> **Problem statement**: The response should hold each line from the entries below where "headlight" is found.

Dataset items
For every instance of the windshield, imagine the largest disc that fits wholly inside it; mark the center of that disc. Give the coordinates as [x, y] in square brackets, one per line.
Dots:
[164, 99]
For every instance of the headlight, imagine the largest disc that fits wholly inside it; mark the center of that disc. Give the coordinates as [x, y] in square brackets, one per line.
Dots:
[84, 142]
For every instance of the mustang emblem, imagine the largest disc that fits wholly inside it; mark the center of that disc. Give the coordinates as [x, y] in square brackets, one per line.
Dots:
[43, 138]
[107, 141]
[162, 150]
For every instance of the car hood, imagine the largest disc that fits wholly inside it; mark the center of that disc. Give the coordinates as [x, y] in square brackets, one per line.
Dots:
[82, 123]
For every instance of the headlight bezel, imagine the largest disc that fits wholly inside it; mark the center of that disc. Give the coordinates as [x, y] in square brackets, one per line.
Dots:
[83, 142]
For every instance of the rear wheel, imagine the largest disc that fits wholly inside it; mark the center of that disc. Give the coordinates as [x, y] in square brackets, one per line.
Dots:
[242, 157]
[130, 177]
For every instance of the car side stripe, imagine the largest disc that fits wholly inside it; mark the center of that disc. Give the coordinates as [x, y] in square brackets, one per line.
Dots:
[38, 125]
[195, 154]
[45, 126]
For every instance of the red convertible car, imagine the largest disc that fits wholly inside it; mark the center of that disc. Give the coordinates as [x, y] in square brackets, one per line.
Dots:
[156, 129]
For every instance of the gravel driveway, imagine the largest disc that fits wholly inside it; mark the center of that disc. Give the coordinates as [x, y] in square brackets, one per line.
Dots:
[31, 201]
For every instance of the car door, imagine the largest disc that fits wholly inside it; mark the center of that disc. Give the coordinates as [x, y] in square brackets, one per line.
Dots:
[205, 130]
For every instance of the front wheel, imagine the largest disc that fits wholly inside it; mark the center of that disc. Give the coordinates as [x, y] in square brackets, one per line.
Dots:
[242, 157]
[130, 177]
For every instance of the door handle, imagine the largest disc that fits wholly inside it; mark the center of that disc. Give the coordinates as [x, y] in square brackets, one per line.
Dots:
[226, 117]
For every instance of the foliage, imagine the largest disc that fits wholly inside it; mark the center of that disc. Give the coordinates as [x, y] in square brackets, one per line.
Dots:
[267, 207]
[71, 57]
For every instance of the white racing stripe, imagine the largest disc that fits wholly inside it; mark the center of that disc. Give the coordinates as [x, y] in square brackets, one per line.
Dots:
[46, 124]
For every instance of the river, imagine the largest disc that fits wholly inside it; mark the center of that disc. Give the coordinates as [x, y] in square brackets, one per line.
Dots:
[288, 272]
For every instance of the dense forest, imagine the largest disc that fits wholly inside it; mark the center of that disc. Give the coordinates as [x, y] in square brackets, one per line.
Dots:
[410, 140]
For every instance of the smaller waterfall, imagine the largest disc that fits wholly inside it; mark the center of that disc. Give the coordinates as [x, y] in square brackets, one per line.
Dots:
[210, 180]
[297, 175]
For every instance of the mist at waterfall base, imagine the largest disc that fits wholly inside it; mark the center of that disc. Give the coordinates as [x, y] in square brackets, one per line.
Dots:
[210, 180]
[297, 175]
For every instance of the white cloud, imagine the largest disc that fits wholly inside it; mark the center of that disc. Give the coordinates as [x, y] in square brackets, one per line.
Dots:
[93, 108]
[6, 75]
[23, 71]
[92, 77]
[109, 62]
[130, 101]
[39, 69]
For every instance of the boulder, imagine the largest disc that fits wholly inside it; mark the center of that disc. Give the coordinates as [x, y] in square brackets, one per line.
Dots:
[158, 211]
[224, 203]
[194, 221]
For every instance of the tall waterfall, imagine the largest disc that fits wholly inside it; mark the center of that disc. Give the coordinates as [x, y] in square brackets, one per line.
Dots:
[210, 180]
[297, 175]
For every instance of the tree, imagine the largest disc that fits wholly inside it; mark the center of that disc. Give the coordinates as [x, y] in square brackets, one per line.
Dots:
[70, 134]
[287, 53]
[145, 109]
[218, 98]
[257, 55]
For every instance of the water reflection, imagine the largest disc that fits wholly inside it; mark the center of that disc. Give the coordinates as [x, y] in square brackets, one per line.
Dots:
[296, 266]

> **Task answer**:
For every instance of the headlight, imagine the largest disc that fits wholly inside it; mark the center of that disc. Give the coordinates as [x, y] in square brackets, one per line.
For every instance of the headlight bezel, imagine the largest disc that fits wholly inside it; mark the center of that disc. Give the coordinates as [x, y] in square brackets, one per line.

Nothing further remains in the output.